→ What the task requires
Each entry that appears below should be restated exactly as it is.

Saved entries
##########

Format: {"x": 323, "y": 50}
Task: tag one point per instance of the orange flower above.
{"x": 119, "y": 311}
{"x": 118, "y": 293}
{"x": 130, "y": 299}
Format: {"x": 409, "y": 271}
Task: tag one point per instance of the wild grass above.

##########

→ Solution to this problem
Format: {"x": 323, "y": 50}
Task: tag one point per instance of the orange flower above.
{"x": 119, "y": 311}
{"x": 118, "y": 293}
{"x": 130, "y": 299}
Format: {"x": 409, "y": 271}
Task: tag one point per instance of the wild grass above.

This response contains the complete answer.